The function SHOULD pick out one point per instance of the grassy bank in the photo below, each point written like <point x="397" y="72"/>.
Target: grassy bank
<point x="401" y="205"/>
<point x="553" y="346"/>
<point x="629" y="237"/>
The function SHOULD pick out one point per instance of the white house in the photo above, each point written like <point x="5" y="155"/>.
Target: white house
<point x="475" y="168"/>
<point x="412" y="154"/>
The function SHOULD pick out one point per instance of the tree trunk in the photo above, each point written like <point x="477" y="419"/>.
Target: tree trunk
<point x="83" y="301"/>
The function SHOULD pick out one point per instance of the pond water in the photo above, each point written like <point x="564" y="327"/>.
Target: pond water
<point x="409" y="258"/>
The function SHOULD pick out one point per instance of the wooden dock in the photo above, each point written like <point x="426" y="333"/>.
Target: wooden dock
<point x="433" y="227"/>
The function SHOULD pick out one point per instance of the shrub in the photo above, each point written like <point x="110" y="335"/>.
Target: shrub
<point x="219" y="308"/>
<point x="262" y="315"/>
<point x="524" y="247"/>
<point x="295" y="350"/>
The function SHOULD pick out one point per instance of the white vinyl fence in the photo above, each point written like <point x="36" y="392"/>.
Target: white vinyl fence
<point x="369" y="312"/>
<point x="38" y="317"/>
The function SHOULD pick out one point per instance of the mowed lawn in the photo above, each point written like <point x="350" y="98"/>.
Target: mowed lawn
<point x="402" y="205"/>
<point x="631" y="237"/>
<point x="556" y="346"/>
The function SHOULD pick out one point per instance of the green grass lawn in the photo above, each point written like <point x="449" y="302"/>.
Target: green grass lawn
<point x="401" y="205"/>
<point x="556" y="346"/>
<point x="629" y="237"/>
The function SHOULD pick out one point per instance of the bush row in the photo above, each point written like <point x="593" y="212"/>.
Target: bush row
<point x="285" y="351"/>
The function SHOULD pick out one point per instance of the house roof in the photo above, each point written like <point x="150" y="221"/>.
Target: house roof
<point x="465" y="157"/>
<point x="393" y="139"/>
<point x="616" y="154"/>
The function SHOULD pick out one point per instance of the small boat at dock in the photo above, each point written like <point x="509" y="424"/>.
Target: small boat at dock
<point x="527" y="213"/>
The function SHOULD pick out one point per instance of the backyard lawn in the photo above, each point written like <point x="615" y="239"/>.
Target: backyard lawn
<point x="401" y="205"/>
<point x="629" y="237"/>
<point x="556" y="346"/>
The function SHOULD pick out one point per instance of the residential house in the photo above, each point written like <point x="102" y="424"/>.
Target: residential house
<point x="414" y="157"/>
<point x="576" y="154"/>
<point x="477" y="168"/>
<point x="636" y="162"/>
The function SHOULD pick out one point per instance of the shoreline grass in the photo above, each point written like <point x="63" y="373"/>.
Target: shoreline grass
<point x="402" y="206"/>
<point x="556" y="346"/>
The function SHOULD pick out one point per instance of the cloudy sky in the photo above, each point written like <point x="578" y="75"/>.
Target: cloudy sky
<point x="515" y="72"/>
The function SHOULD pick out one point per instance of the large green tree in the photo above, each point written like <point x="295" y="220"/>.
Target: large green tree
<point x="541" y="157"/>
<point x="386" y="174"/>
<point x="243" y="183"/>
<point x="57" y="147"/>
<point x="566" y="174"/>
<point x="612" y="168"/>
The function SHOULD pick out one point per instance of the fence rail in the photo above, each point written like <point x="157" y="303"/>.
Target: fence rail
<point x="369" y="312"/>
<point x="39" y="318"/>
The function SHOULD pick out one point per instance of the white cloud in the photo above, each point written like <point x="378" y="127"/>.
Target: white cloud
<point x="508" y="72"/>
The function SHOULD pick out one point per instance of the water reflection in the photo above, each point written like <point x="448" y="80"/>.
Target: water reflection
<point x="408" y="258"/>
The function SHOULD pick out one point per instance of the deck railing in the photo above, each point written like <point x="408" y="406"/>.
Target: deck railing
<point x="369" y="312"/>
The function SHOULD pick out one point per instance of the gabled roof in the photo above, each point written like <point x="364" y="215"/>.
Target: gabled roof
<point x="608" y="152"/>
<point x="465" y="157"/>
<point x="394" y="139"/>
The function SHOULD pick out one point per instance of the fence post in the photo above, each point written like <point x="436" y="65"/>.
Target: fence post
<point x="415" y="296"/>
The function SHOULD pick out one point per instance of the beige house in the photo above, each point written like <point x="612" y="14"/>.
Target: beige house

○ ○ ○ ○ ○ ○ ○

§ **WHAT YOU SHOULD DO**:
Output exactly the lines above, from the one holding "of the cloudy" through the end of the data, including the first and last.

§ **FINAL ANSWER**:
The function SHOULD pick out one point per instance of the cloudy sky in the photo above, each point written like <point x="578" y="75"/>.
Target: cloudy sky
<point x="515" y="72"/>
The function SHOULD pick out one point per instance of the large green tree in the photo above, each point written like <point x="295" y="220"/>.
Target: large green tree
<point x="541" y="157"/>
<point x="386" y="174"/>
<point x="243" y="183"/>
<point x="57" y="147"/>
<point x="566" y="174"/>
<point x="612" y="168"/>
The function SHOULD pick out one point per instance of the fence rail in the photo above, each point written like <point x="157" y="303"/>.
Target: fence rail
<point x="369" y="312"/>
<point x="39" y="318"/>
The function SHOULD pick out one point per instance of the white cloud in the photo above, each point written like <point x="378" y="127"/>.
Target: white cloud
<point x="508" y="72"/>
The function SHOULD pick out one point per instance of the water reflection in the photo above, each point written like <point x="448" y="80"/>.
Target: water reflection
<point x="408" y="258"/>
The function SHOULD pick out one point per instance of the deck railing in the photo above, each point written like <point x="408" y="406"/>.
Target: deck railing
<point x="369" y="312"/>
The function SHOULD pick out one point per instance of the gabled roof in the photo above, each point written like <point x="364" y="215"/>.
Target: gabled roof
<point x="608" y="152"/>
<point x="465" y="157"/>
<point x="394" y="139"/>
The function SHOULD pick out one point per instance of the fence post in the photo above, each point written like <point x="436" y="65"/>.
Target: fence post
<point x="415" y="296"/>
The function SHOULD pick out one point per instance of the beige house in the photo above, each point written like <point x="612" y="14"/>.
Target: beige house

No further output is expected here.